╭─ TEXT TO READ

[Coin-ipopt] Problem with constraint scaling

[Andreas Waechter]

Hi Fabian,

> thank you very much for your answer. It is very helpfull to get support! :)

Well, sorry, this time I didn't answer so quickly - crawling my way 
through emails...

>> My guess is that what matters is the size of the elements in the
>> gradient - those values should be typically in the order of  to -10.
>> Does your scaling of 1e9 do that?  (The VALUE of the function does not
>> matter that much)
> Thanks for the hint. My objective is about 2 magnitudes larger than its
> gradient. I scale now to make the objective gradient +/- 0.

It doesn't matter what really the VALUE of the objective function is 
(although it is better if it is not in orders larger than 1e10 or so to 
avoid rounding issues).  The objective gradient, however, should be on the 
order of 1-10, NOT ZERO!  (Or was that a typo?)

>> ... iterations or so.  I sugsest you run this problem again, but set the
>> tolerance (including the "acceptable" tolerance") so that Ipopt
>> continues further.  One way to do that is to set acceptable_iter to a
>> integer (100000).

╰─

| EXERCISE TASK A |
List every distinct word in the Ipopt scaling thread that is written entirely in capital letters.
The thread above and the records that follow are separate material.

╭─ DATASET CONTENT

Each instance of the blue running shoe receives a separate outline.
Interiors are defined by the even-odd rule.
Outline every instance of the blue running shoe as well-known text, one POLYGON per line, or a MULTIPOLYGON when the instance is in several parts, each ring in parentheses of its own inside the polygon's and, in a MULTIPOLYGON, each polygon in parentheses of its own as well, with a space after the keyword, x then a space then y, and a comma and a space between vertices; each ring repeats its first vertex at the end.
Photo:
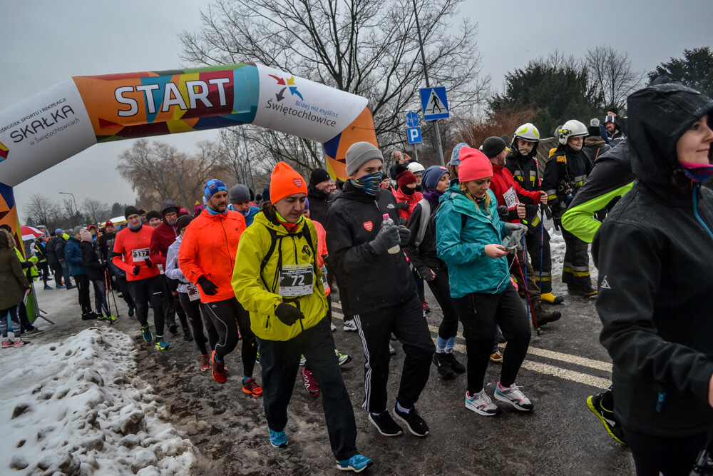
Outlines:
POLYGON ((374 462, 362 455, 354 455, 349 460, 337 462, 337 469, 342 471, 361 472, 374 464, 374 462))
POLYGON ((287 435, 284 431, 270 430, 270 444, 276 448, 284 448, 287 445, 287 435))
POLYGON ((146 342, 153 340, 153 334, 151 333, 151 330, 148 328, 148 325, 141 328, 141 333, 143 334, 143 340, 146 342))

╰─

| EXERCISE TASK B |
Rewrite the records with "blue running shoe" replaced by "blue sneaker" and all other text left as it is. Omit the pictures from your answer.

| TASK SOLUTION A |
VALUE, NOT, ZERO

| TASK SOLUTION B |
Each instance of the blue sneaker receives a separate outline.
Interiors are defined by the even-odd rule.
Outline every instance of the blue sneaker as well-known text, one POLYGON per line, or a MULTIPOLYGON when the instance is in several parts, each ring in parentheses of its own inside the polygon's and, in a MULTIPOLYGON, each polygon in parentheses of its own as well, with a space after the keyword, x then a space then y, and a comma and a space between vertices; each ring repeats its first vertex at the end.
Photo:
Outlines:
POLYGON ((374 462, 362 455, 354 455, 349 460, 337 462, 337 469, 342 471, 361 472, 374 464, 374 462))
POLYGON ((287 435, 284 431, 270 430, 270 444, 276 448, 284 448, 287 445, 287 435))
POLYGON ((146 342, 153 340, 153 334, 151 333, 151 330, 148 328, 148 325, 141 328, 141 333, 143 334, 143 340, 146 342))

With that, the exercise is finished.